--- What needs to be done ---
In the EMR Serverless Spark page, what is the default value of the timeout parameter, and what does that value mean?

Skip to content

AWS EMR Serverless Spark

Amazon EMR (Elastic MapReduce) Serverless is a deployment option for Amazon EMR that provides a serverless runtime environment. This simplifies the operation of analytics applications that use the latest open-source frameworks, such as Apache Spark and Apache Hive. With EMR Serverless, you don’t have to configure, optimize, secure, or operate clusters to run applications with these frameworks.

Bruin supports EMR Serverless as a spark orchestration platform. You can use bruin to integrate your spark workloads into complex pipelines that different data technologies, all without leaving your terminal.

Connection

In order to use bruin to trigger spark jobs in EMR Serverless, you need to define an aws connection in your .bruin.yml file. The connection schema looks like the following:

yaml
        connections:
            aws:
            - name: aws-connection
              access_key: _YOUR_AWS_ACCESS_KEY_ID_
              secret_key: _YOUR_AWS_SECRET_ACCESS_KEY_

EMR Serverless Spark Asset

After adding the aws connection to your .bruin.yml file, you need to create an asset configuration file. This file defines the configuration required for triggering your spark workloads. Here's an example:

yaml
name: spark_example_job
type: emr_serverless.spark
parameters:
  entrypoint: s3://amzn-test-bucket/src/script.py
  config: --conf spark.executor.cores=1
  application_id: emr_app_123
  execution_role: arn:aws:iam::account_id_1:role/execution_role
  region: ap-south-1

This defines an asset that runs a spark job on emr_app_123 EMR Serverless Application that is defined by the script at s3://amzn-test-bucket/src/script.py. The arn:aws:iam::account_id_1:role/execution_role defines the AWS permissions that are available to your spark job.

Asset Schema

Here's the full schema of the emr_serverless.spark asset along with a brief explanation:

yaml
name: spark_submit_test
type: emr_serverless.spark
parameters:

  # path of the pyspark script or jar to run (required)
  entrypoint: s3://amzn-test-bucket/src/script.py   

  # EMR Serverless Application ID (required)
  application_id: emr_app_123

  # Execution Role assigned to the job (required)
  execution_role: arn:aws:iam::account_id_1:role/execution_role

  # AWS Region of the application (required)
  region: ap-south-1

  # args to pass to the entrypoint (optional)
  args: arg1 arg2

  # spark configuration (optional)
  config: --conf spark.executor.cores=1

  # timeout for the job, defaults to 0 which means no time limit (optional)
  timeout: 10m

--- Provided information ---
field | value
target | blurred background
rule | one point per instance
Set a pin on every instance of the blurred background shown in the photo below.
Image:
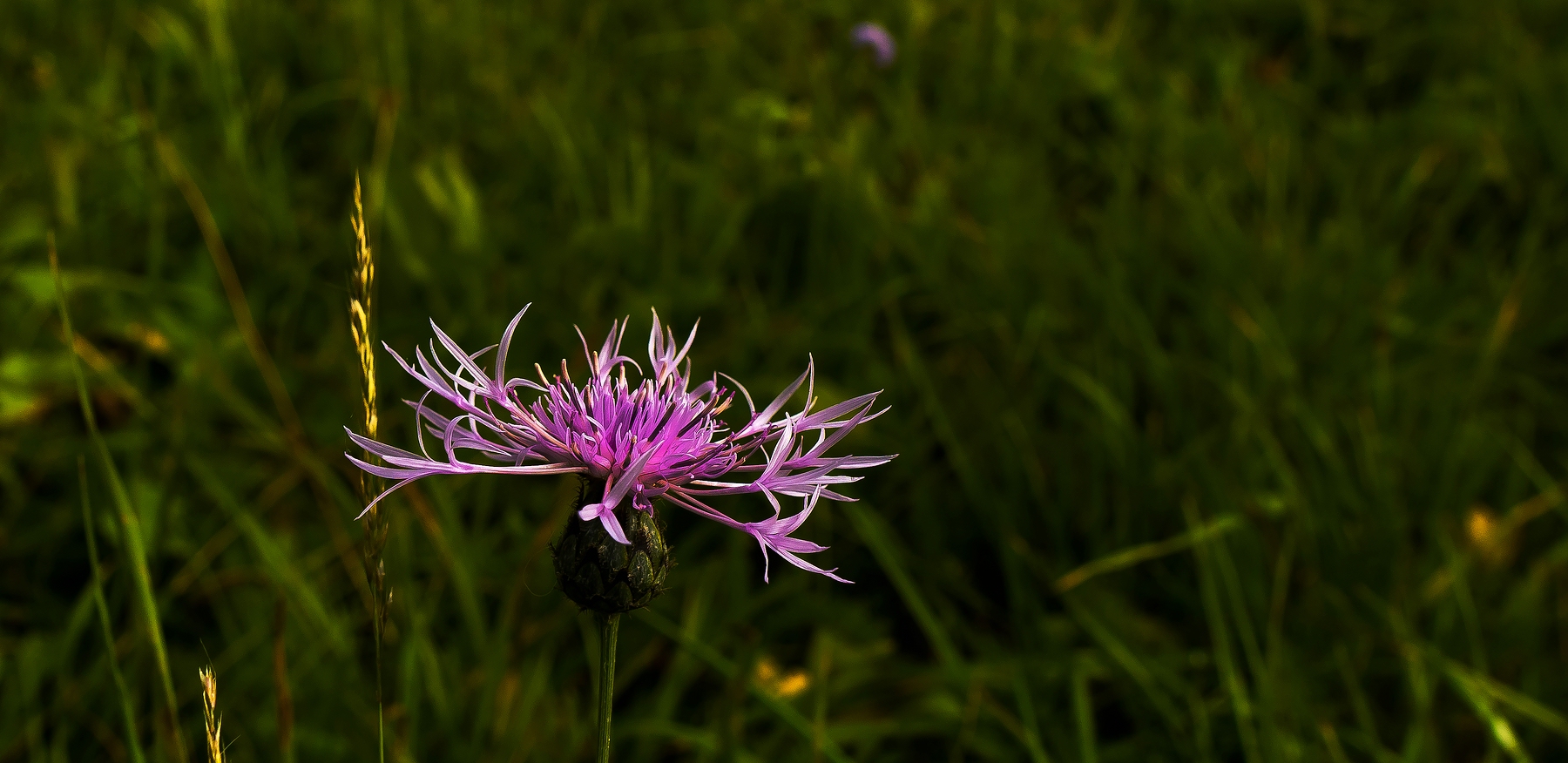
(1223, 342)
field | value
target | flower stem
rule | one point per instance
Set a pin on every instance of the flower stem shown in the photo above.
(612, 631)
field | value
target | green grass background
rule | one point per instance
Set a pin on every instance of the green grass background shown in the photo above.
(1254, 309)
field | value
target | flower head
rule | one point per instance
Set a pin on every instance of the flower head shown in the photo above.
(660, 437)
(875, 38)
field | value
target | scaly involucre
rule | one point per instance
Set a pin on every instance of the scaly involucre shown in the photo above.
(658, 439)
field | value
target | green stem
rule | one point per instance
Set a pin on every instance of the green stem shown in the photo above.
(382, 723)
(612, 631)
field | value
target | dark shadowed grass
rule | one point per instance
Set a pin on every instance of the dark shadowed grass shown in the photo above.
(1223, 342)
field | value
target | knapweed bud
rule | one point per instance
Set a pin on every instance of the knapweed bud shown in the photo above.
(604, 576)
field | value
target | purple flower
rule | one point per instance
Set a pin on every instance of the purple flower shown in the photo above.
(658, 439)
(875, 38)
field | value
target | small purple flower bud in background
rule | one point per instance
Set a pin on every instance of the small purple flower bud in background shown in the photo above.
(875, 38)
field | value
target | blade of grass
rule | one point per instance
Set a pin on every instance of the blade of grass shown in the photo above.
(1223, 658)
(1145, 676)
(131, 525)
(274, 560)
(1145, 552)
(1513, 699)
(1499, 727)
(102, 610)
(1026, 716)
(1084, 713)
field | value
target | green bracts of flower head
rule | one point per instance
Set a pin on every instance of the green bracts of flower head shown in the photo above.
(599, 574)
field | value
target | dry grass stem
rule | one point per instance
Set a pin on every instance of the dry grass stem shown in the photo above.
(209, 708)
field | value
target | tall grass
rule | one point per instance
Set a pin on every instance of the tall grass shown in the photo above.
(1223, 343)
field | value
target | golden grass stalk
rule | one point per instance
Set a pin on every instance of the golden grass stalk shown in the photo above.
(361, 292)
(209, 710)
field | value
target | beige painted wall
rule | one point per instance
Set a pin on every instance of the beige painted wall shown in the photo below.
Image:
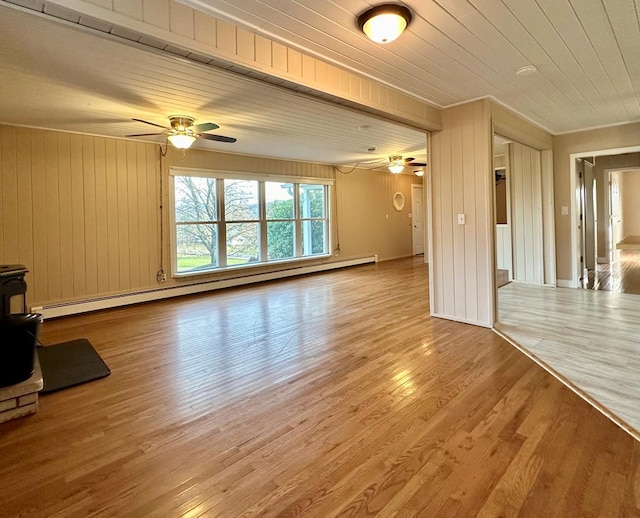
(563, 145)
(630, 203)
(367, 217)
(82, 212)
(602, 193)
(462, 261)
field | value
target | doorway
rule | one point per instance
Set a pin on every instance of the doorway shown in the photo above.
(417, 215)
(607, 221)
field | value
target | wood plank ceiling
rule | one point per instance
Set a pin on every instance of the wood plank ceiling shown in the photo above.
(64, 77)
(586, 51)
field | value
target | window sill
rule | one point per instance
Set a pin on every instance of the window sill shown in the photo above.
(252, 266)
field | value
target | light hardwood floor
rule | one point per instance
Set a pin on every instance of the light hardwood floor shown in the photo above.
(623, 276)
(330, 395)
(590, 339)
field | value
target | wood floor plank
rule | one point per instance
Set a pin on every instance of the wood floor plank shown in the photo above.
(329, 395)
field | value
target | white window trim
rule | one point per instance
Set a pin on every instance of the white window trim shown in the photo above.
(235, 175)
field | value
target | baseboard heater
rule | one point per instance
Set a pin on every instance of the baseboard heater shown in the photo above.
(114, 301)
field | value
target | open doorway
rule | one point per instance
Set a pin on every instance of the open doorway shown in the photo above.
(607, 223)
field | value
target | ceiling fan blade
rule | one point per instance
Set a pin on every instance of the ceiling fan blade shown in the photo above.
(218, 138)
(205, 126)
(151, 123)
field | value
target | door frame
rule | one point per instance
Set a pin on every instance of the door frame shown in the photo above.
(415, 186)
(574, 208)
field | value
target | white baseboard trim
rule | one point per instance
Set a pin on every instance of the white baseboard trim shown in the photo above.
(84, 306)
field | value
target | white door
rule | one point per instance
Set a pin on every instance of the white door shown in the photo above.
(417, 209)
(615, 214)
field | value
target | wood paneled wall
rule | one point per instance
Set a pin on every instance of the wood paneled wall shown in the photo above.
(83, 212)
(526, 213)
(80, 212)
(462, 261)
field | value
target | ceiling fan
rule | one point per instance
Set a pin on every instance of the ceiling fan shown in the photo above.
(182, 131)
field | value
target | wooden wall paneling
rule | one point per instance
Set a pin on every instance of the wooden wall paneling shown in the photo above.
(528, 188)
(9, 195)
(65, 245)
(2, 245)
(526, 210)
(90, 215)
(263, 51)
(226, 37)
(37, 290)
(470, 168)
(294, 62)
(24, 201)
(245, 44)
(517, 226)
(484, 214)
(122, 182)
(103, 215)
(538, 227)
(133, 215)
(436, 278)
(112, 216)
(204, 29)
(53, 216)
(181, 20)
(78, 201)
(458, 207)
(141, 262)
(279, 56)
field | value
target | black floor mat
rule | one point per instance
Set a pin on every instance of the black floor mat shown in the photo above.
(70, 363)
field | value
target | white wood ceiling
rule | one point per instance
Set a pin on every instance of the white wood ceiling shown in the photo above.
(64, 77)
(587, 52)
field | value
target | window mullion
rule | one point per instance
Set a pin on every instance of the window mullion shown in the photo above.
(222, 226)
(296, 206)
(262, 215)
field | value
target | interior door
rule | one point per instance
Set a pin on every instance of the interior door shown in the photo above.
(615, 214)
(417, 209)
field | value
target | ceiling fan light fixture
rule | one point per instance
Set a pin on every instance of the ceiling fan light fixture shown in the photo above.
(384, 23)
(396, 164)
(181, 140)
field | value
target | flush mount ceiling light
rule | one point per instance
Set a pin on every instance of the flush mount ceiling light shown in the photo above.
(384, 23)
(396, 164)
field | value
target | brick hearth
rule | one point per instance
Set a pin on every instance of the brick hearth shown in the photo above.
(21, 399)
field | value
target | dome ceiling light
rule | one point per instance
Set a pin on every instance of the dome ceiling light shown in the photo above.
(384, 23)
(396, 164)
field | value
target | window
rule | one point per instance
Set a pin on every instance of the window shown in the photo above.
(239, 220)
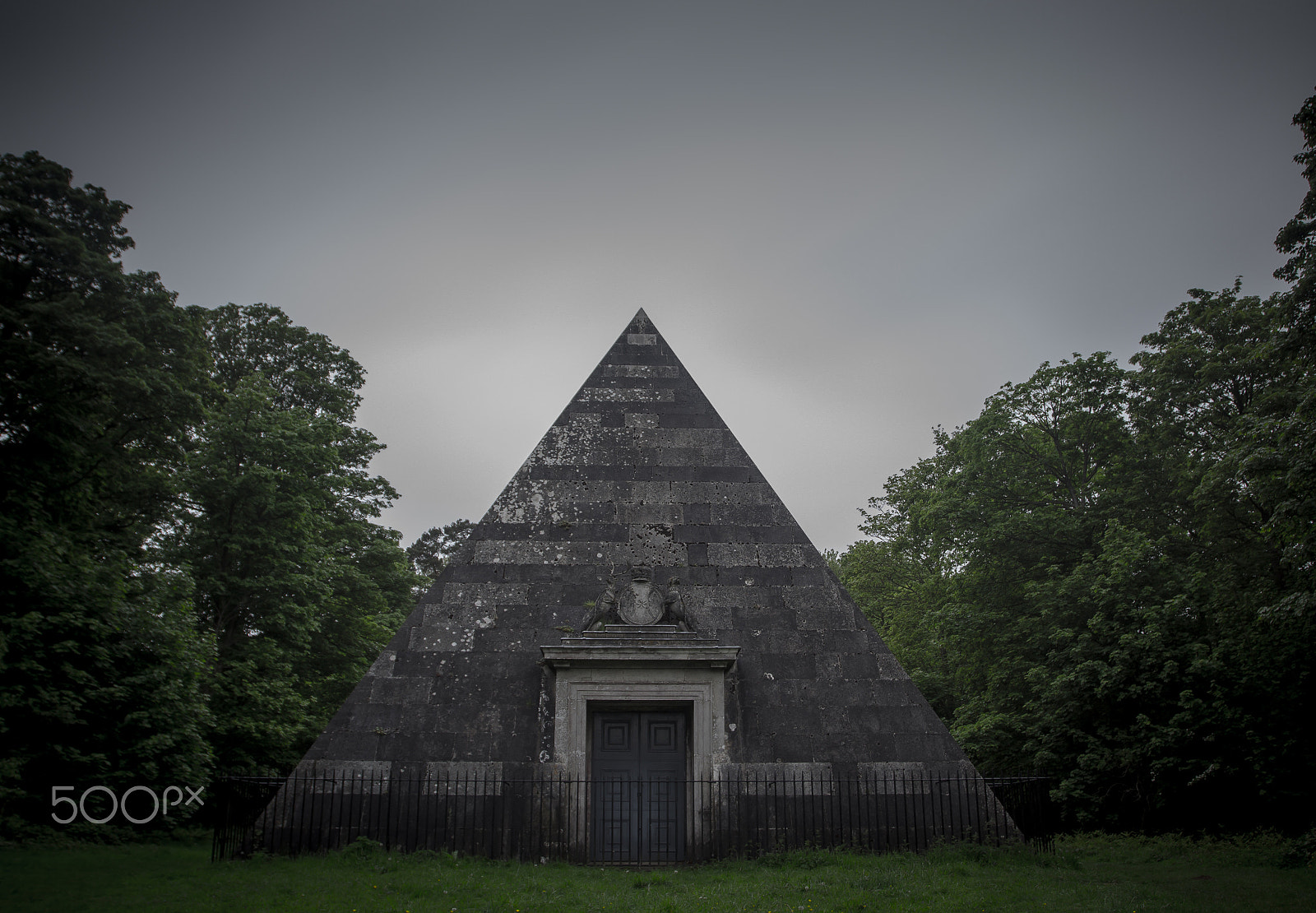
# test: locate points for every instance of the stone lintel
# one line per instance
(620, 656)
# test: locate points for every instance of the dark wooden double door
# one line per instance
(640, 794)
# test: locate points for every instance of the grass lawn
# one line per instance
(1125, 874)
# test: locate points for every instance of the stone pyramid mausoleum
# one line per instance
(637, 599)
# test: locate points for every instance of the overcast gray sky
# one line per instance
(853, 221)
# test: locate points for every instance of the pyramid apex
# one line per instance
(640, 322)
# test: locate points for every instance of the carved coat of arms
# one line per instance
(640, 600)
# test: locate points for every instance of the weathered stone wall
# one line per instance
(637, 470)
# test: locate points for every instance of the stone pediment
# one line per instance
(640, 645)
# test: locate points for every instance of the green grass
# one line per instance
(1124, 874)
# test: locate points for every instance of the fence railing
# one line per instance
(625, 821)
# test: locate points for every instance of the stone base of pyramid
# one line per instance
(638, 603)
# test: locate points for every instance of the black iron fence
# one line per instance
(625, 821)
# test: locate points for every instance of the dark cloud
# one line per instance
(853, 221)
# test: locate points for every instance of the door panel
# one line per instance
(640, 795)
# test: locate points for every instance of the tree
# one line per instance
(436, 548)
(102, 379)
(294, 581)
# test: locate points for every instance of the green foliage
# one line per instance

--- Solution for this exercise ---
It defaults to 0, which means no time limit.